TEXTE À LIRE
··········
67 féminicides recensés depuis le début de l'année 2021 en France. Voilà pour le chiffre, glacial, relayé par la page Facebook du collectif Féminicides par compagnons ou ex. "Non, ce ne sont pas des 'drames familiaux' ni des 'drames de la séparation' ni des 'crimes passionnels', ce sont des féminicides conjugaux perpétrés par des hommes frustrés qui pensent détenir un permis de tuer, des assassinats systémiques dont l'origine se trouve au coeur de notre société, dans l'éducation patriarcale qui est donnée aux hommes", déplore-t-il.
Un état des lieux tragique qui exige des actes, comme le répètent les associations féministes depuis des années déjà, et bien plus encore depuis le lancement du Grenelle des violences conjugales, initié par Marlène Schiappa en septembre 2019. Et aujourd'hui, c'est à Elisabeth Moreno, la ministre déléguée chargée de l'Egalité entre les femmes et les hommes, que revient ce devoir : traiter les violences conjugales et le fléau des féminicides pour ce qu'ils sont, à savoir un enjeu majeur du gouvernement Macron.
C'est en ce sens que la femme politique française a rencontré Irene Montero, la ministre de l'Egalité espagnole. Dans le cadre d'une rencontre rapportée par Le Monde, Elisabeth Moreno a détaillé le rapport (inspirant) qu'elle entretient avec le gouvernement espagnol, justement salué pour ses initiatives dans le traitement des violences conjugales et des féminicides.
··········
CONSIGNE 1
Résumez le texte sur les féminicides en deux phrases.
CONSIGNE 2
Recopiez fidèlement le passage du texte sur les féminicides qui commence par les mots « Un état des » et se termine par les mots « du gouvernement Macron. ».

DONNÉES FOURNIES
··········
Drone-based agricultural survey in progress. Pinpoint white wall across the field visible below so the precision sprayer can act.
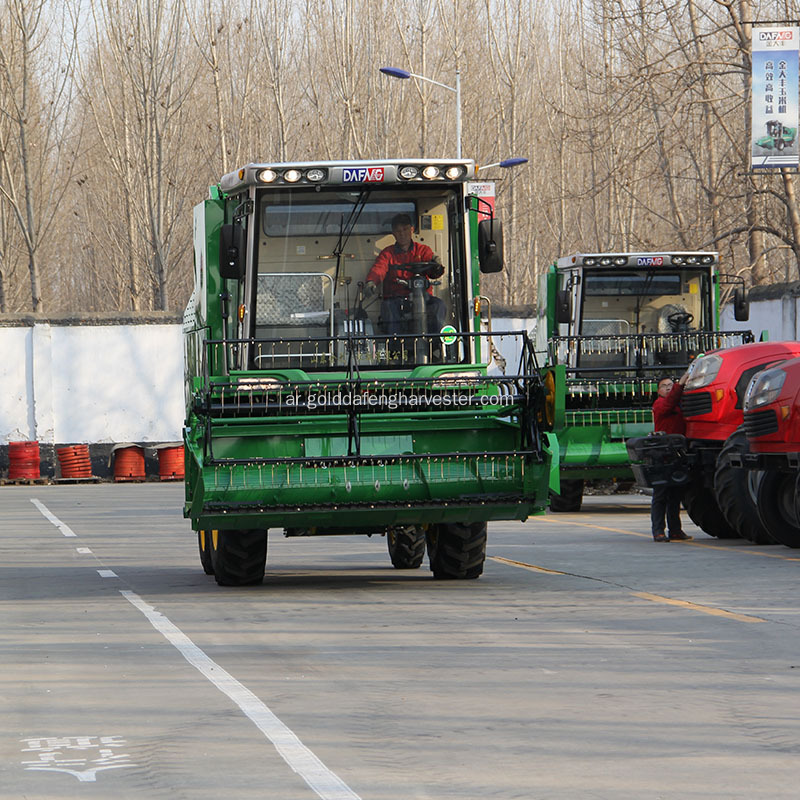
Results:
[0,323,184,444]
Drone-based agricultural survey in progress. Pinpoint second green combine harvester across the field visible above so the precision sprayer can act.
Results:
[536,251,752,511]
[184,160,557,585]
··········
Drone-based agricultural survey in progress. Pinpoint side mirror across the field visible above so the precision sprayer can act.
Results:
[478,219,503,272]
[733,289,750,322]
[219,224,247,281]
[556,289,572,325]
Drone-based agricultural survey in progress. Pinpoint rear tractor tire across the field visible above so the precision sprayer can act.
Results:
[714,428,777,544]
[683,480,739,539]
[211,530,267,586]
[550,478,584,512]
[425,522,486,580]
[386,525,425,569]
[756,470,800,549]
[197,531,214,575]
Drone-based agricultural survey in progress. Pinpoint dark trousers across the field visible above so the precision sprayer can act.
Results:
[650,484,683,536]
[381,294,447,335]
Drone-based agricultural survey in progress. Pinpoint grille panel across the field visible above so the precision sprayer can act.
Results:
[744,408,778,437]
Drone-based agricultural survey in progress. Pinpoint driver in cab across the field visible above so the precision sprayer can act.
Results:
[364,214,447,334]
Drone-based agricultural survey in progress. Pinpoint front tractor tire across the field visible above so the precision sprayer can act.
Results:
··········
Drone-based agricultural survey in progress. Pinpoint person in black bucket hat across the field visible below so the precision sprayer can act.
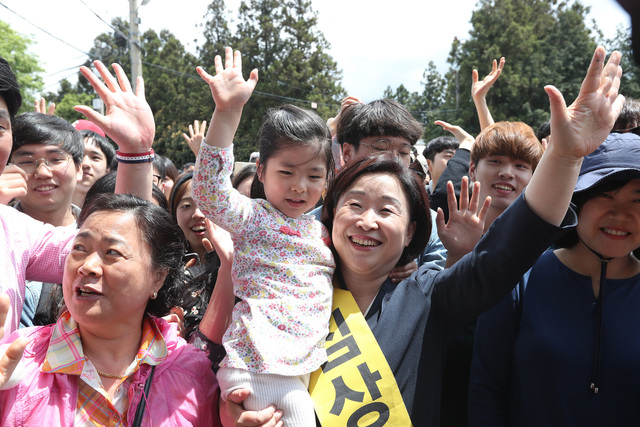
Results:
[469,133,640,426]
··········
CORRIGÉ 1
Selon un chiffre relayé par le collectif Féminicides par compagnons ou ex, 67 féminicides ont été recensés en France depuis le début de l'année 2021, et ce collectif refuse d'y voir des « drames familiaux » ou des « crimes passionnels ». Il revient désormais à Elisabeth Moreno, ministre déléguée chargée de l'Égalité entre les femmes et les hommes, de traiter ces violences comme un enjeu majeur du gouvernement, et c'est dans ce but qu'elle a rencontré Irene Montero, la ministre de l'Égalité espagnole.

CORRIGÉ 2
Un état des lieux tragique qui exige des actes, comme le répètent les associations féministes depuis des années déjà, et bien plus encore depuis le lancement du Grenelle des violences conjugales, initié par Marlène Schiappa en septembre 2019. Et aujourd'hui, c'est à Elisabeth Moreno, la ministre déléguée chargée de l'Egalité entre les femmes et les hommes, que revient ce devoir : traiter les violences conjugales et le fléau des féminicides pour ce qu'ils sont, à savoir un enjeu majeur du gouvernement Macron.